▶ Stored items from a collection
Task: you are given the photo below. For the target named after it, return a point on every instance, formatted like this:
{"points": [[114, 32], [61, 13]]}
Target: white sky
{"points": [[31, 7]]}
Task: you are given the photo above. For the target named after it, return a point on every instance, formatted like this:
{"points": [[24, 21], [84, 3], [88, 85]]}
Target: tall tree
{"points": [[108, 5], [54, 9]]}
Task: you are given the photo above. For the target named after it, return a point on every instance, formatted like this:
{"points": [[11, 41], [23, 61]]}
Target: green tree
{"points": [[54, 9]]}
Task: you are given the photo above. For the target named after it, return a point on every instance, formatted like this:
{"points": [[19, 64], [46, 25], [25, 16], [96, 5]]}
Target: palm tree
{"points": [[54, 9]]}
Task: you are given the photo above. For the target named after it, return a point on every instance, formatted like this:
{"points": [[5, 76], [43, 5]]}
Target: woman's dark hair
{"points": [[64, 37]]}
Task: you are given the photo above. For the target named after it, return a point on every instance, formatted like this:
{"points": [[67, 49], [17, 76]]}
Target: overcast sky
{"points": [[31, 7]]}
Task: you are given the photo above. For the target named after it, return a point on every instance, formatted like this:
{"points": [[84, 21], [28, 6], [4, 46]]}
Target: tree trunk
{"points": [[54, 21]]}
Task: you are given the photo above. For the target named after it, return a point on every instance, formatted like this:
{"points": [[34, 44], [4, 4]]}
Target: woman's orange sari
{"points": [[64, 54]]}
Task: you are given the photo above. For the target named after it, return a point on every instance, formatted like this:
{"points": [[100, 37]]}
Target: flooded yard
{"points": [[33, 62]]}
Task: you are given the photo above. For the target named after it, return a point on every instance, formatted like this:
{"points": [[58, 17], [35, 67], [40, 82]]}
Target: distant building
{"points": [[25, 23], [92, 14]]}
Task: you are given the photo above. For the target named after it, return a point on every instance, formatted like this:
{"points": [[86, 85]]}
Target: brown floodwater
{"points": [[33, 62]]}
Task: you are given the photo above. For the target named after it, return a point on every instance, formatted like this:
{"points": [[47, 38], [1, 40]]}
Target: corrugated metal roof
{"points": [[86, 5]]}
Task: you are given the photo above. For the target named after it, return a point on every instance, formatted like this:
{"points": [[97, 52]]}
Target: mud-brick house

▶ Your assignment
Please copy exactly, and only, the lines from the line containing "Target: corrugated metal roof" through the last line of the records, with both ends included.

▶ Answer for the task
Target: corrugated metal roof
{"points": [[86, 5]]}
Task: you are given the photo above. For the target named after it, return a point on every instance, formatted like this:
{"points": [[97, 52]]}
Target: mud-brick house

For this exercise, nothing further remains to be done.